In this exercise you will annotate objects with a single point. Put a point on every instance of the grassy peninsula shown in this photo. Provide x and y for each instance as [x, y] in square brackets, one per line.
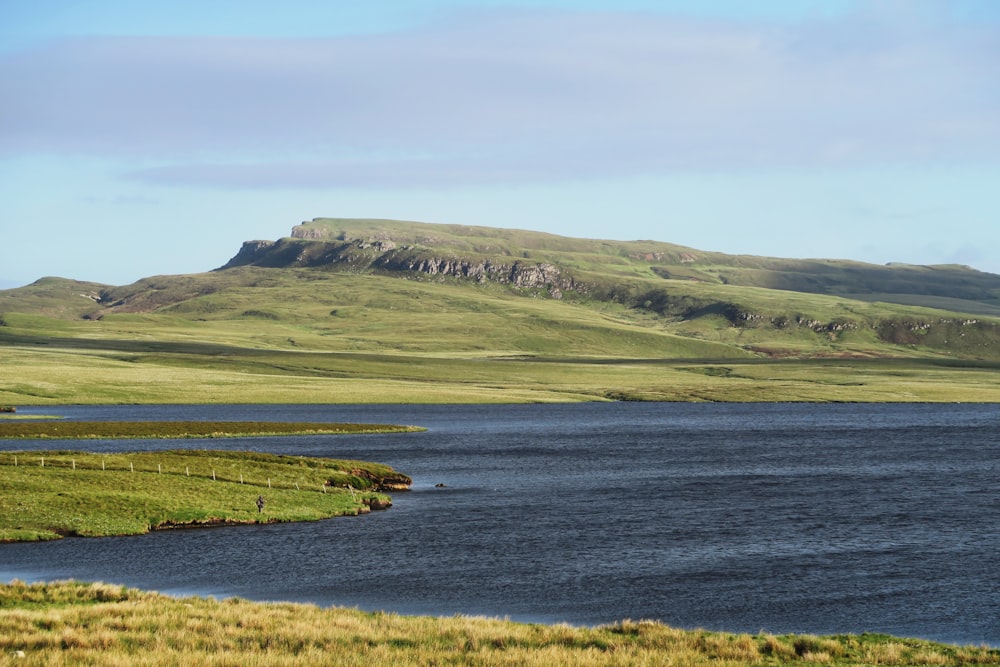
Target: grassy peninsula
[185, 429]
[51, 494]
[113, 626]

Required work »
Copy the listing above word for word, including every line of text, but leave the picture out.

Answer to this exercise »
In this exercise you will annotate objects with a single point. Put a point on every instance of the grassy peninsula shown in this photo. Provide x and y for each instance as [x, y] in square brackets, one per line.
Target: grassy peninsula
[185, 429]
[51, 494]
[113, 626]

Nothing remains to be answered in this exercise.